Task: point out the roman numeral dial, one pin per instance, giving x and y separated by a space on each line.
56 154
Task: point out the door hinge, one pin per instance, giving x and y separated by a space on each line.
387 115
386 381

_REQUIRED WORK_: Copy the material above line for line, leaving every character as it is.

_THE REPLY_:
Task: point out the roman numeral dial, one pin per instance, giving x and y separated by a space on each line.
56 154
Task: point out the door hinge, one pin per instance, giving x and y separated by a space on each line.
387 115
386 381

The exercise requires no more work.